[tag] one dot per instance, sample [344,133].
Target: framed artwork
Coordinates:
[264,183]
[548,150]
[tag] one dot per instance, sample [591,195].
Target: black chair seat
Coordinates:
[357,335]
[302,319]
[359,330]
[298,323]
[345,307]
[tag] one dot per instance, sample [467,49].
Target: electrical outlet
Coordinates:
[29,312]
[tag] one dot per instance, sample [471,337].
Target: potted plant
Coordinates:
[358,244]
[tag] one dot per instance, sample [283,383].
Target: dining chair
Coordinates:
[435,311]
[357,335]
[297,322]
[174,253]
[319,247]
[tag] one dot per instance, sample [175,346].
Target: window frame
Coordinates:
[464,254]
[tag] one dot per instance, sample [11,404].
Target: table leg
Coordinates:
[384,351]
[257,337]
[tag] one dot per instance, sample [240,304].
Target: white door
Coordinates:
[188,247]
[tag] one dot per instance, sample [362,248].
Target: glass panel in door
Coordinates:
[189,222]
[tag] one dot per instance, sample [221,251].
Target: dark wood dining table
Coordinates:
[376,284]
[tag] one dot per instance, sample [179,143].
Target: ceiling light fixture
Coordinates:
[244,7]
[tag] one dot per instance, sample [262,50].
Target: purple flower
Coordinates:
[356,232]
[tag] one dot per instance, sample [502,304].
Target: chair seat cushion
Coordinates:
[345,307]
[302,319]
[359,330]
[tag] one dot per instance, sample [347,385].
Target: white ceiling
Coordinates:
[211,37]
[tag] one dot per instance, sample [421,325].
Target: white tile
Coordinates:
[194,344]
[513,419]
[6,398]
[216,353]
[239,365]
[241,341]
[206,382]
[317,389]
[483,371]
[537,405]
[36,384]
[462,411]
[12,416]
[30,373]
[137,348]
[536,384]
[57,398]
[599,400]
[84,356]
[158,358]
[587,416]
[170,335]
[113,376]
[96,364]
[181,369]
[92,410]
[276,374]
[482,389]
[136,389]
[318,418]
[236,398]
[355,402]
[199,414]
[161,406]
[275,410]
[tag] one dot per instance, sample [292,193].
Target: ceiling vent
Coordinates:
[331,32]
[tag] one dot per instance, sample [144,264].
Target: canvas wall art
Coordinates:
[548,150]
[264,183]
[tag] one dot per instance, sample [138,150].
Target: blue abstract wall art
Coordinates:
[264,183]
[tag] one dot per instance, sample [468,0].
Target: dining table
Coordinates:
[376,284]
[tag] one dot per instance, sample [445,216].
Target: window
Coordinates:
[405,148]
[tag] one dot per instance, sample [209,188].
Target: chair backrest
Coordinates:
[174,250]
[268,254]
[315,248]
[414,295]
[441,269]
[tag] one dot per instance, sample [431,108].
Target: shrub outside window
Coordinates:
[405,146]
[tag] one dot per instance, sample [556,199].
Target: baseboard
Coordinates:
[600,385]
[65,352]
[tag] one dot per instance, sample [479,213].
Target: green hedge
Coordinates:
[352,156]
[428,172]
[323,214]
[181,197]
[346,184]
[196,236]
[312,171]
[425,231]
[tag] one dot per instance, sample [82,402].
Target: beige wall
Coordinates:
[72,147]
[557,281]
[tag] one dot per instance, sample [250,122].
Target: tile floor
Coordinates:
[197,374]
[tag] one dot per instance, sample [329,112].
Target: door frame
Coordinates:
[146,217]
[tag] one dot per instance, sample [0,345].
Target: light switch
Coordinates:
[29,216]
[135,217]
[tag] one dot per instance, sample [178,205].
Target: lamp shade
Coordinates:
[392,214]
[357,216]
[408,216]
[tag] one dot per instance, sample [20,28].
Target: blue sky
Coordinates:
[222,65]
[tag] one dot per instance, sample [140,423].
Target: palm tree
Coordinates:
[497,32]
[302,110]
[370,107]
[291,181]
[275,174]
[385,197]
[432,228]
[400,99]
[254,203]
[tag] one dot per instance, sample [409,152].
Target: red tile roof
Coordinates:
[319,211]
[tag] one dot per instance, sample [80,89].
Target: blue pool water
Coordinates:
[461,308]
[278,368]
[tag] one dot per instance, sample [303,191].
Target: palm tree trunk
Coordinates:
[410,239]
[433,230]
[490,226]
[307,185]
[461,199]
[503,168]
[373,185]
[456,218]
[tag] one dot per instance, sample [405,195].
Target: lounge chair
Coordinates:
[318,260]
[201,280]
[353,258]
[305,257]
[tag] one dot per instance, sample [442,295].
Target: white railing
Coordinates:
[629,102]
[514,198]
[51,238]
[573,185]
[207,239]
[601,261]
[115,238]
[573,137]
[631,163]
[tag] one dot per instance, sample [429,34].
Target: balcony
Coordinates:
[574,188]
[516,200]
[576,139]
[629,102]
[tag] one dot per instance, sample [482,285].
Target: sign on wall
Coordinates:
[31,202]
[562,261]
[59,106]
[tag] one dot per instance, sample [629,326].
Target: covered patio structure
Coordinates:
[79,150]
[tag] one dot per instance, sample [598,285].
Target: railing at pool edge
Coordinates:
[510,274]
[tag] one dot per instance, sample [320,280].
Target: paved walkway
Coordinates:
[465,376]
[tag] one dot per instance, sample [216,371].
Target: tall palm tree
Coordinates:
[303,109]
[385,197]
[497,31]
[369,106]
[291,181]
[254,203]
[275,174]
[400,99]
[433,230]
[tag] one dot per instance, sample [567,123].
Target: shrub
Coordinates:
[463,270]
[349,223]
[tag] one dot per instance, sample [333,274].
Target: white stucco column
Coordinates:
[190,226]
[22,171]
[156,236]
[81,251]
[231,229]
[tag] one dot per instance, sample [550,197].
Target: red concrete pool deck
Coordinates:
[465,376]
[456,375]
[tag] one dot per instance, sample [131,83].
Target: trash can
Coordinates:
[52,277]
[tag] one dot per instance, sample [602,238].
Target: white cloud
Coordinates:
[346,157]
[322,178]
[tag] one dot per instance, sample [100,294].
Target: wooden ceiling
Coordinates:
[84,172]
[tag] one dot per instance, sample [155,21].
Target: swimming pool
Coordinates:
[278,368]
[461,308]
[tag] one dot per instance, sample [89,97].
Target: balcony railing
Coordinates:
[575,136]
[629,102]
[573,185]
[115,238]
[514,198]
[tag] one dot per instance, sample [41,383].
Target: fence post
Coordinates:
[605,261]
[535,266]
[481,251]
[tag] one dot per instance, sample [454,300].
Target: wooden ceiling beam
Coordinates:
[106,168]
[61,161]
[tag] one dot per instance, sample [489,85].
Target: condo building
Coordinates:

• _Exercise brief_:
Return the lines beginning at the one that contains "[tag] one dot per instance, sample [454,300]." and continuing through the last line of the data, exactly as they stand and without any others.

• _Answer to this problem_:
[tag] one dot per instance, sample [454,300].
Target: wooden ceiling beam
Coordinates:
[106,168]
[61,161]
[tag] one dot per instance, sample [489,85].
Target: condo building
Coordinates:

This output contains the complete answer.